**Your assignment**. Write each entry out once more, please, precisely as shown.

______________________________

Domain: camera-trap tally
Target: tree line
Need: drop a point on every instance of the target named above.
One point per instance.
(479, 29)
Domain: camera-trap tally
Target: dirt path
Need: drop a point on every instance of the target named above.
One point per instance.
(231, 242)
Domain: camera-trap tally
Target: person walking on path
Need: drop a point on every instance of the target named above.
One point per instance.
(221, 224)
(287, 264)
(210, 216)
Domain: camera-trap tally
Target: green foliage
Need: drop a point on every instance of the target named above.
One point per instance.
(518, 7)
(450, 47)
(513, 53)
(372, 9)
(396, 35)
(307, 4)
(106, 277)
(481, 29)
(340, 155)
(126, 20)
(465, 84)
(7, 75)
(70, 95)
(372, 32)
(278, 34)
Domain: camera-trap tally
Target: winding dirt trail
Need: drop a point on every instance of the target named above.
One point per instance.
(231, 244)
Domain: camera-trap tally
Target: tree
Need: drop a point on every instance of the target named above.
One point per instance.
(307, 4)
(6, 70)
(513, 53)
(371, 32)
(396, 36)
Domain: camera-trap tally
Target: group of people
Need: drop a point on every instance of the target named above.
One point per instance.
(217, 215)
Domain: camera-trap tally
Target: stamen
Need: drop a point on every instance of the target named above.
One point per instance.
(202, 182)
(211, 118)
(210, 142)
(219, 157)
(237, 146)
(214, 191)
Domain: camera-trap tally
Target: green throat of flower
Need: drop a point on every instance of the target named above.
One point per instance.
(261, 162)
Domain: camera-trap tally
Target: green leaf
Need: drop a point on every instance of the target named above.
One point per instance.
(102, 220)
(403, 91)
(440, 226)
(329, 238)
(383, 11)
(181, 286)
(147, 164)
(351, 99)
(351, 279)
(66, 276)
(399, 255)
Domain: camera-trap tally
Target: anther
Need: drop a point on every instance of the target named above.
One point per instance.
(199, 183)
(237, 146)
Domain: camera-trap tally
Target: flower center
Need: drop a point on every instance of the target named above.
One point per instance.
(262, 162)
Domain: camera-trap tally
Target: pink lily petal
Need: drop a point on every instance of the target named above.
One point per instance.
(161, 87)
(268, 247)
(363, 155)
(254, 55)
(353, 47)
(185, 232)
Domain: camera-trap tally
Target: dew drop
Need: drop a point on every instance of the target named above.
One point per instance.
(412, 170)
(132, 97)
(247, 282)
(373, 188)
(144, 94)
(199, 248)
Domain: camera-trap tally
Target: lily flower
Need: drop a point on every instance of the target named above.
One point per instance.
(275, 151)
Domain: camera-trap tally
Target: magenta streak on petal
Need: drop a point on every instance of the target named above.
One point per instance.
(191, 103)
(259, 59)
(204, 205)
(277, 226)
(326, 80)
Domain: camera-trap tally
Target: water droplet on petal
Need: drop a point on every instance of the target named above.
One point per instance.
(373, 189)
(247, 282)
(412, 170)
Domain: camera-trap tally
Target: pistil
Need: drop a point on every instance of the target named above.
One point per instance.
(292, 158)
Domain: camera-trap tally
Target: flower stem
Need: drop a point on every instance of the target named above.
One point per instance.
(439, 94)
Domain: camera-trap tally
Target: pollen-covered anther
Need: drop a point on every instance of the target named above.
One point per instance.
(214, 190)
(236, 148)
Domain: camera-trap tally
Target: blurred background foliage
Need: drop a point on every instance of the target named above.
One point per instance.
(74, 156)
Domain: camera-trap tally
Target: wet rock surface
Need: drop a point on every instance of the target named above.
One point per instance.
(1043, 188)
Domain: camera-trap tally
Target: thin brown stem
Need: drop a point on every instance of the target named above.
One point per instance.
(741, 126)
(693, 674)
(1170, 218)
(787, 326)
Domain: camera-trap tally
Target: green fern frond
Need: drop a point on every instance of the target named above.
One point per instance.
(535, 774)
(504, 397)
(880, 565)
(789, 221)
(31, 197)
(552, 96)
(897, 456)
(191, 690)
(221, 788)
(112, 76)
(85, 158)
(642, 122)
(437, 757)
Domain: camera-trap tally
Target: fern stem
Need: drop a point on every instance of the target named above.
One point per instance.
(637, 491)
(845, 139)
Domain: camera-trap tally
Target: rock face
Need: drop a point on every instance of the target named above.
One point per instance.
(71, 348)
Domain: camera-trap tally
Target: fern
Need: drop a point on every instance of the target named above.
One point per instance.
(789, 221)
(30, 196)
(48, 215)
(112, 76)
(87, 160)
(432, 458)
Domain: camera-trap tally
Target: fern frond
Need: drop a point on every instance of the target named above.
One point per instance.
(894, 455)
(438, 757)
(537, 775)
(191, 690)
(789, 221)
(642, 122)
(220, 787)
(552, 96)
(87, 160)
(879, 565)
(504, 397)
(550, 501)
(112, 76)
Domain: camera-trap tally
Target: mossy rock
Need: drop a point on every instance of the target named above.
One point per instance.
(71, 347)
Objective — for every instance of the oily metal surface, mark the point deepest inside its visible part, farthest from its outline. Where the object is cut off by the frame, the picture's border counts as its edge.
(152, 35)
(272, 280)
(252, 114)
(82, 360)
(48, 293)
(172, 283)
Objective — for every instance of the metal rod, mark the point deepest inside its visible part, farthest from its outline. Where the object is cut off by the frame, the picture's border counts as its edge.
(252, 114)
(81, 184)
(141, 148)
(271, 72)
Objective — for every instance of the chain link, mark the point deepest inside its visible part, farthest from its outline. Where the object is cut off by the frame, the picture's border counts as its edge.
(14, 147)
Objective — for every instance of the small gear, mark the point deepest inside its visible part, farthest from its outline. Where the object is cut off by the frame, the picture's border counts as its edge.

______________________________

**Task answer**.
Domain: camera-trap tally
Target: tree line
Need: drop a point on every instance of the target named above.
One point per instance.
(479, 29)
Domain: camera-trap tally
Target: dirt path
Need: drop a point on every instance of the target named above.
One point per instance.
(231, 242)
Domain: camera-trap tally
Target: person walking on path
Need: drop a point on every instance of the target named above.
One point per instance.
(221, 224)
(287, 264)
(210, 216)
Domain: camera-trap tally
Target: green foliage
Need: drop a point on every instance of the target named above.
One point per instance.
(518, 7)
(450, 47)
(513, 53)
(372, 9)
(396, 35)
(307, 4)
(106, 277)
(481, 29)
(340, 155)
(126, 20)
(465, 84)
(7, 75)
(70, 95)
(372, 32)
(278, 34)
Domain: camera-trap tally
Target: winding dirt trail
Need: drop a point on every instance of the target named above.
One point per instance.
(231, 244)
Domain: camera-trap tally
Target: tree
Need: drop a point on every instance of the target named above.
One point per instance.
(307, 4)
(6, 70)
(513, 53)
(371, 32)
(396, 36)
Domain: camera-trap tally
Target: group of people
Need: drop a point on every instance of the target named above.
One point per instance.
(217, 215)
Domain: camera-trap tally
Target: stamen
Need: drop a point on every instance of the target named above.
One point per instance.
(202, 182)
(211, 118)
(210, 142)
(219, 157)
(237, 146)
(214, 191)
Domain: camera-trap tally
Target: green throat of flower
Need: drop a point on every instance of the target named above.
One point per instance.
(261, 162)
Domain: camera-trap tally
Target: green leaf
Need: drop a point on every instance of the target named above.
One point per instance.
(102, 220)
(403, 91)
(440, 226)
(329, 238)
(383, 11)
(181, 286)
(147, 164)
(351, 99)
(351, 279)
(66, 276)
(399, 255)
Domain: camera-trap tally
Target: anther
Need: drop a point on every instance of the target named above.
One point per instance.
(199, 183)
(237, 146)
Domain: camera-trap tally
Target: flower center
Need: drop a point on every instance of the target named above.
One point per instance.
(262, 162)
Domain: camera-trap tally
Target: pink lily petal
Need: drop a point on every instance of the target named above.
One point per instance.
(161, 87)
(268, 247)
(363, 155)
(254, 55)
(353, 47)
(185, 232)
Domain: camera-trap tally
Target: dew drop
Need: drop a point on every instance of the target named above.
One point per instance.
(412, 170)
(132, 97)
(247, 282)
(373, 188)
(144, 94)
(199, 248)
Domain: camera-trap tally
Target: lily flower
Need: drop a point on every instance of the target named above.
One point per instance.
(275, 151)
Domain: camera-trap tally
Target: magenta streak on petal
Need: drop a point on every instance of the target named above.
One point per instance.
(191, 103)
(259, 59)
(204, 205)
(277, 226)
(326, 80)
Domain: camera-trap tally
Target: water droplet on petal
Need: drop a point on every instance of the target named above.
One point per instance.
(373, 189)
(247, 282)
(412, 170)
Domain: camera-trap tally
Target: pistil
Need: drop a point on every instance of the target named above.
One point per instance.
(292, 158)
Domain: camera-trap tally
Target: flower stem
Need: drop a point on every instance of the target named above.
One point per instance.
(439, 94)
Domain: camera-trap tally
Target: pollen-covered anther
Need: drop a point on every instance of the target named above.
One point per instance.
(214, 190)
(236, 148)
Domain: camera-trap tally
Target: blurred background foliage
Need: drop a point on every instance of the target named above.
One point per instance.
(74, 156)
Domain: camera-trap tally
Target: wet rock surface
Need: drop a point on every instance of the target named above.
One point per instance.
(1043, 188)
Domain: camera-trap tally
Target: thin brown stem
Need: drop a point on every instance of the target named above.
One point per instance.
(741, 126)
(693, 674)
(1170, 218)
(787, 326)
Domain: camera-trap tally
Target: green fern frond
Need: drop a point on every instance of the target named above.
One point per instance.
(535, 774)
(504, 397)
(880, 565)
(789, 221)
(31, 197)
(552, 96)
(897, 456)
(191, 690)
(221, 788)
(112, 76)
(85, 158)
(642, 122)
(437, 757)
Domain: camera-trap tally
Target: fern stem
Need: drop a point on every instance of the target named above.
One point per instance.
(637, 491)
(845, 139)
Domain: camera-trap tally
Target: rock face
Need: drop a point on every instance of the target named above.
One point per instance.
(71, 348)
Domain: camera-trap tally
Target: fern
Need: drop a point on every instance of the target named above.
One point per instance.
(789, 221)
(30, 196)
(48, 215)
(112, 76)
(87, 160)
(432, 458)
Domain: camera-trap tally
Target: fern frond
Need: drop a point on every instance of the target named above.
One point per instance.
(894, 455)
(438, 757)
(537, 775)
(191, 690)
(789, 221)
(642, 122)
(220, 787)
(552, 96)
(87, 160)
(879, 565)
(504, 397)
(550, 501)
(112, 76)
Domain: camera-trap tally
Target: mossy rock
Need: drop a point on every instance of the target named above.
One point per instance.
(71, 347)
Objective — for every instance of the oily metal surface, mark the point deepest inside its visible part, farthest from its outline. Where the object is cut off by the frame, the picture's border counts as its edge.
(152, 35)
(272, 280)
(252, 114)
(82, 360)
(48, 293)
(172, 283)
Objective — for every instance of the metal rod, mark the point deepest inside its visible part, farthest from its outline. Where the object is cut off by the frame, the picture's border counts as its edge.
(252, 114)
(81, 184)
(141, 148)
(271, 72)
Objective — for every instance of the chain link, mark the point deepest inside its visible part, farthest from its outline. Where the object is cut off by the frame, the picture's border counts as its edge.
(14, 147)
Objective — for every instance of the small gear, mark the point deepest inside its visible part, farthest from its outline. Where the object is cut off by the frame, the picture's border counts as its edge.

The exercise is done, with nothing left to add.